> **WHAT IS REQUIRED**
Rewrite all of the records below, changing every "pin" to "dot" and leaving everything else as it is. Don't include the pictures.

> **EXCERPTED DATA**
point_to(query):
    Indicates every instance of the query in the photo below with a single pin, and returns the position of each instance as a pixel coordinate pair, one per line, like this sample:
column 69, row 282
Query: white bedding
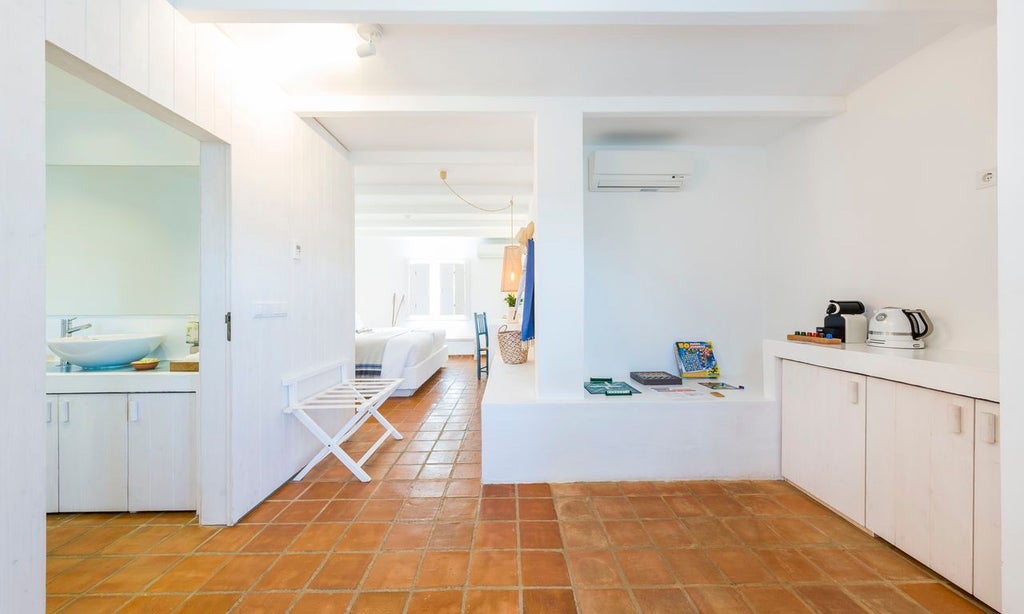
column 406, row 347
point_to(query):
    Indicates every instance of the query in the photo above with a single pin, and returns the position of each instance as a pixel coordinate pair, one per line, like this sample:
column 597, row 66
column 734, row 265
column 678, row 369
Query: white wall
column 880, row 204
column 1011, row 156
column 679, row 266
column 381, row 268
column 287, row 184
column 122, row 240
column 23, row 552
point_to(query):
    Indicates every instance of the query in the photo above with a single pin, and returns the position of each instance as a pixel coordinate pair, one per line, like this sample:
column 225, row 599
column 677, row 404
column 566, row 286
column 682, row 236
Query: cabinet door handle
column 956, row 419
column 991, row 427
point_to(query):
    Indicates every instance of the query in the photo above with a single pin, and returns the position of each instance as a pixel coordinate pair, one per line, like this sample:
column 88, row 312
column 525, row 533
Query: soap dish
column 145, row 363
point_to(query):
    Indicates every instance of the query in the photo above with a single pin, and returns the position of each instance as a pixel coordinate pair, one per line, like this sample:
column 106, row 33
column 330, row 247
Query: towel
column 527, row 309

> **THE ANSWER**
point_to(query):
    Indicates every instance of the query in the photo below with a single dot, and returns the position of each instance as a pixel coordinate pair, one per line, like this sample:
column 69, row 282
Query: white bedding
column 406, row 347
point_to(query):
    Indicates every instance of the query in the photo above with a single dot, and returns the position of each instance as a pixel coordinate pair, one per line, like this sample:
column 597, row 66
column 734, row 265
column 678, row 369
Query: white wall
column 880, row 204
column 1011, row 156
column 679, row 266
column 381, row 268
column 287, row 184
column 122, row 240
column 23, row 552
point_to(query):
    Indicates every instance of the query in the photo above with a single dot, and returns the position of each instance as a pixel coordinate pair, one per line, like this sample:
column 225, row 599
column 677, row 404
column 566, row 286
column 682, row 236
Query: cabinet door handle
column 956, row 419
column 991, row 427
point_to(query):
    Indicates every instance of the query in the photo above with a single dot, and returns the position of each instance as a pixel coordinate pair, one per line, like this sample:
column 88, row 312
column 525, row 533
Query: soap dish
column 145, row 363
point_to(query):
    Indicates every instance of the query in the photo above with a single dot, and returns the position of each instance as a pixel coordinate pair, one per line, like this sample:
column 106, row 33
column 330, row 247
Query: towel
column 527, row 309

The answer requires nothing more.